--- Records shown ---
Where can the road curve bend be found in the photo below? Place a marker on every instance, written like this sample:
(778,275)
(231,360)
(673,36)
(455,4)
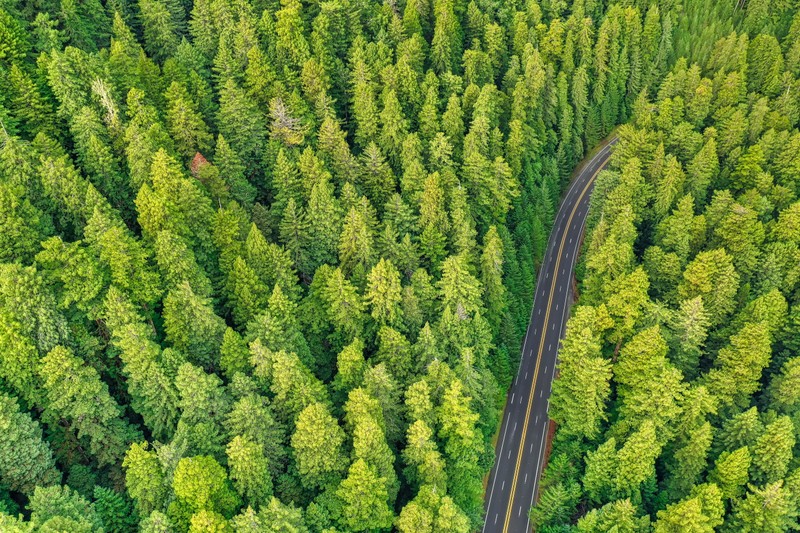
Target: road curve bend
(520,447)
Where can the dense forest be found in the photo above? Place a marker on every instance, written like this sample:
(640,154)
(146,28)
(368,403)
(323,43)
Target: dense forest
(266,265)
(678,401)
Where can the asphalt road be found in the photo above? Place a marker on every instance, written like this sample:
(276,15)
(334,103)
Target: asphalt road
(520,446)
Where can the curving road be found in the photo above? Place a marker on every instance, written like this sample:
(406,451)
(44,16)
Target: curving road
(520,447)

---

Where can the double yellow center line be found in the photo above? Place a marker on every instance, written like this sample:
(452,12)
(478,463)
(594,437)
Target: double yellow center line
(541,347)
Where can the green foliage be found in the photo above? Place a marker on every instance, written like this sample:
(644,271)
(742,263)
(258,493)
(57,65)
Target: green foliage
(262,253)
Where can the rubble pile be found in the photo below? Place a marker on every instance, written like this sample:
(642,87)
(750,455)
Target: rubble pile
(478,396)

--

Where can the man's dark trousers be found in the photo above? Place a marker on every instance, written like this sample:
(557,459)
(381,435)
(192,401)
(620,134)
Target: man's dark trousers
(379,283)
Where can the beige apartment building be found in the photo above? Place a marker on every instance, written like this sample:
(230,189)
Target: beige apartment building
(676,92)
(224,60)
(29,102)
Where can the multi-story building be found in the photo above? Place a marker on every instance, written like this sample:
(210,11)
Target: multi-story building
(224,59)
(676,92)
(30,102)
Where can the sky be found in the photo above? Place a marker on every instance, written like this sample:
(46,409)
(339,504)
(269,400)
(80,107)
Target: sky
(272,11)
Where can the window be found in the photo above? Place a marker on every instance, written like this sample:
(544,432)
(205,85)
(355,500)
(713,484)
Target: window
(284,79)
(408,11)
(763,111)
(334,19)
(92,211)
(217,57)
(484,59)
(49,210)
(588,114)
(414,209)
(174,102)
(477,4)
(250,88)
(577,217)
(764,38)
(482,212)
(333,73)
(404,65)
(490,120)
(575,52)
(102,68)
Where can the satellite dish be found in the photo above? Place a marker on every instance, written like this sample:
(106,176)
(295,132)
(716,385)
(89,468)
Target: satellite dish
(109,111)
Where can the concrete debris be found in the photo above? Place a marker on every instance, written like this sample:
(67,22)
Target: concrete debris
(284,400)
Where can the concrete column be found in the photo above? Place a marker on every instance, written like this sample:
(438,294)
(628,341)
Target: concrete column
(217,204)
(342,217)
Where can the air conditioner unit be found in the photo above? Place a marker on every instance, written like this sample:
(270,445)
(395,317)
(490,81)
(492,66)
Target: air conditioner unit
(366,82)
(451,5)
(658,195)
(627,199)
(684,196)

--- Try it ---
Which lines in the records above include the word "below"? Copy them out.

--- Written answer ---
Where can the road curve bend be found in the photo below? Place a marker on every instance, written like this sample:
Where can the rubble pile be found in the photo below? Place a marker on every instance, written like this sample:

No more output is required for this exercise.